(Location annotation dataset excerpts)
>> START

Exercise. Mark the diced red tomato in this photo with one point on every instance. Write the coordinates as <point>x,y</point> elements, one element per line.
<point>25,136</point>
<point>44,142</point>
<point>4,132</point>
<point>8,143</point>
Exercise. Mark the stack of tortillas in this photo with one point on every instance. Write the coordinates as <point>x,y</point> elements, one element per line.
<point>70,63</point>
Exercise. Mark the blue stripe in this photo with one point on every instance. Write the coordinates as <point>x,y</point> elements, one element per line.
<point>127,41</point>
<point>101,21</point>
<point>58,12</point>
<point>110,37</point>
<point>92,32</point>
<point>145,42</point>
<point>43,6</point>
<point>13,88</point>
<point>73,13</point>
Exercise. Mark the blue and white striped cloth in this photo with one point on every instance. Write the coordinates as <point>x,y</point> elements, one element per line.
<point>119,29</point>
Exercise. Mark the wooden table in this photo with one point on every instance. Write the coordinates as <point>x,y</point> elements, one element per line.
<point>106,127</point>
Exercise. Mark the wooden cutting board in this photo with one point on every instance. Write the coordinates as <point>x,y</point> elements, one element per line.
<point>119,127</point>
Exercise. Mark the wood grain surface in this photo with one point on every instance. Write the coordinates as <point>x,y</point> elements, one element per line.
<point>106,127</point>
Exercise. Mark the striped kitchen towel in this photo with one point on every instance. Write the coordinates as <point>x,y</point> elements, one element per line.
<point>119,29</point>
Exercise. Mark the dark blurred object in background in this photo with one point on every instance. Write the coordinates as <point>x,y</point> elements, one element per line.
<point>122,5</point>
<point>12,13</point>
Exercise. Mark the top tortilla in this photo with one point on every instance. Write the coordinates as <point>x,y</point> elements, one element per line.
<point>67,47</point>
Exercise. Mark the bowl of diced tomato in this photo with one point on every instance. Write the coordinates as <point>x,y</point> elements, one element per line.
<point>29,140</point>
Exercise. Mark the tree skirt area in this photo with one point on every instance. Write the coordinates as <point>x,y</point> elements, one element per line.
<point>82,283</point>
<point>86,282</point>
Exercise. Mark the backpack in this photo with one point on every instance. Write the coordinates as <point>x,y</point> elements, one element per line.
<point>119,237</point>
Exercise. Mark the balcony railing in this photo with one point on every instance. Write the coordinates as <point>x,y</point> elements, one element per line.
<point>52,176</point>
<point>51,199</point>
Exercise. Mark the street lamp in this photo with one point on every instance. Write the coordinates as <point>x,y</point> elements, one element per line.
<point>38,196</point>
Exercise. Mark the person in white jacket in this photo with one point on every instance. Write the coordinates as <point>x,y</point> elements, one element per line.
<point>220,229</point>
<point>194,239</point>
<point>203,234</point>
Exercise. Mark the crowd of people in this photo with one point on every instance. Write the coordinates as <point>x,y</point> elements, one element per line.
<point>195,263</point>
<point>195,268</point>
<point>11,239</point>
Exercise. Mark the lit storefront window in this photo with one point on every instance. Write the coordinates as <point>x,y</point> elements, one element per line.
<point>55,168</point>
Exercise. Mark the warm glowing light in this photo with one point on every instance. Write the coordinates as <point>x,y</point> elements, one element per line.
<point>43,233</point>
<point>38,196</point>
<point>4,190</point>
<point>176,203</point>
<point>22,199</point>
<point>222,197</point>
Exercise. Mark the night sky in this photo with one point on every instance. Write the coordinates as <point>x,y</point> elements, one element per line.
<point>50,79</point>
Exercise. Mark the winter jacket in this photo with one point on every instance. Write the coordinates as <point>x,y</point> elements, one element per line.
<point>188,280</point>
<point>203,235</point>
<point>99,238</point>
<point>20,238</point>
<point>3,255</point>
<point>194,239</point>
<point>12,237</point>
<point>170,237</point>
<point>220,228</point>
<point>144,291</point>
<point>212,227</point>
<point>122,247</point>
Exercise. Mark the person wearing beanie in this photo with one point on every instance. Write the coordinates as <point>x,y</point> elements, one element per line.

>> END

Exercise instructions:
Arrange the records above as a Markdown table with two columns, Row and Line, where Row numbers each line in order and Line holds its text. Leave out blank lines and include every record.

Result below:
| Row | Line |
|---|---|
| 1 | Exercise. Mark the diced red tomato in this photo with one point on every instance. Write the coordinates as <point>x,y</point> elements, one element per line. |
| 2 | <point>25,136</point> |
| 3 | <point>44,142</point> |
| 4 | <point>4,132</point> |
| 5 | <point>8,143</point> |
| 6 | Exercise. Mark the stack of tortillas in this photo with one point on every instance. Write the coordinates as <point>x,y</point> elements, one element per line. |
| 7 | <point>70,63</point> |
| 8 | Exercise. Mark the blue stripe in this photo with one point on every instance. Write the coordinates as <point>x,y</point> elements, one element per line. |
| 9 | <point>127,41</point> |
| 10 | <point>101,21</point> |
| 11 | <point>58,12</point> |
| 12 | <point>110,37</point> |
| 13 | <point>92,32</point> |
| 14 | <point>145,42</point> |
| 15 | <point>43,6</point> |
| 16 | <point>13,88</point> |
| 17 | <point>73,13</point> |
| 18 | Exercise. Mark the blue and white striped cloth in this photo with one point on every instance. Write the coordinates as <point>x,y</point> elements, one element per line. |
| 19 | <point>119,29</point> |
| 20 | Exercise. Mark the wooden table in this photo with one point on every instance. Write the coordinates as <point>x,y</point> elements, one element per line. |
| 21 | <point>106,127</point> |
| 22 | Exercise. Mark the wooden cutting board in this photo with one point on every instance. Write the coordinates as <point>x,y</point> elements, one element per line. |
| 23 | <point>119,127</point> |
| 24 | Exercise. Mark the wood grain surface in this photo with one point on every instance. Write the coordinates as <point>x,y</point> elements, one element per line. |
| 25 | <point>106,127</point> |
| 26 | Exercise. Mark the striped kitchen towel in this photo with one point on every instance. Write the coordinates as <point>x,y</point> elements, one element per line. |
| 27 | <point>119,29</point> |
| 28 | Exercise. Mark the dark blurred object in background in this photo with one point on every instance. Write the coordinates as <point>x,y</point> elements, one element per line. |
| 29 | <point>122,5</point> |
| 30 | <point>12,13</point> |
| 31 | Exercise. Mark the top tortilla in this photo with one point on every instance. Write the coordinates as <point>x,y</point> elements, one element per line. |
| 32 | <point>67,47</point> |
| 33 | Exercise. Mark the bowl of diced tomato in this photo with one point on every instance. Write the coordinates as <point>x,y</point> elements, one element per line. |
| 34 | <point>29,140</point> |
| 35 | Exercise. Mark the tree skirt area in this photo with one point on every instance. Write the coordinates as <point>x,y</point> elements, one element per line. |
| 36 | <point>82,283</point> |
| 37 | <point>86,282</point> |
| 38 | Exercise. Mark the backpack in this photo with one point on every instance. Write the coordinates as <point>x,y</point> elements, one element per line. |
| 39 | <point>119,237</point> |
| 40 | Exercise. Mark the balcony railing in this photo with one point on every instance. Write the coordinates as <point>x,y</point> elements, one element per line. |
| 41 | <point>52,176</point> |
| 42 | <point>51,199</point> |
| 43 | Exercise. Mark the street lamp in this photo with one point on every instance. Write the coordinates as <point>x,y</point> elements, one element per line. |
| 44 | <point>38,196</point> |
| 45 | Exercise. Mark the person in white jacket in this photo with one point on every instance. Write the coordinates as <point>x,y</point> elements, one element per line. |
| 46 | <point>220,229</point> |
| 47 | <point>194,239</point> |
| 48 | <point>203,234</point> |
| 49 | Exercise. Mark the crowd of people in this photo with one point on every instance. Write the coordinates as <point>x,y</point> elements, one element per line. |
| 50 | <point>195,263</point> |
| 51 | <point>195,268</point> |
| 52 | <point>11,239</point> |
| 53 | Exercise. Mark the lit storefront window in this photo with one point on every instance. Write the coordinates as <point>x,y</point> elements, one element per line. |
| 54 | <point>55,168</point> |
| 55 | Exercise. Mark the warm glowing light in this photo with one point on every instance. Write the coordinates as <point>x,y</point> elements, one element per line. |
| 56 | <point>43,233</point> |
| 57 | <point>38,196</point> |
| 58 | <point>4,190</point> |
| 59 | <point>176,203</point> |
| 60 | <point>22,199</point> |
| 61 | <point>222,197</point> |
| 62 | Exercise. Mark the night sky in this photo with one point on every instance. Write the coordinates as <point>x,y</point> elements, one element per line. |
| 63 | <point>50,79</point> |
| 64 | Exercise. Mark the winter jacket in this photo with one point on every instance. Write the coordinates as <point>x,y</point> elements, one element per line. |
| 65 | <point>188,280</point> |
| 66 | <point>203,235</point> |
| 67 | <point>99,238</point> |
| 68 | <point>20,238</point> |
| 69 | <point>3,255</point> |
| 70 | <point>194,239</point> |
| 71 | <point>12,237</point> |
| 72 | <point>170,237</point> |
| 73 | <point>220,228</point> |
| 74 | <point>144,291</point> |
| 75 | <point>212,227</point> |
| 76 | <point>122,247</point> |
| 77 | Exercise. Mark the person wearing beanie in this photo with one point on every instance. Write the coordinates as <point>x,y</point> elements, one element per line. |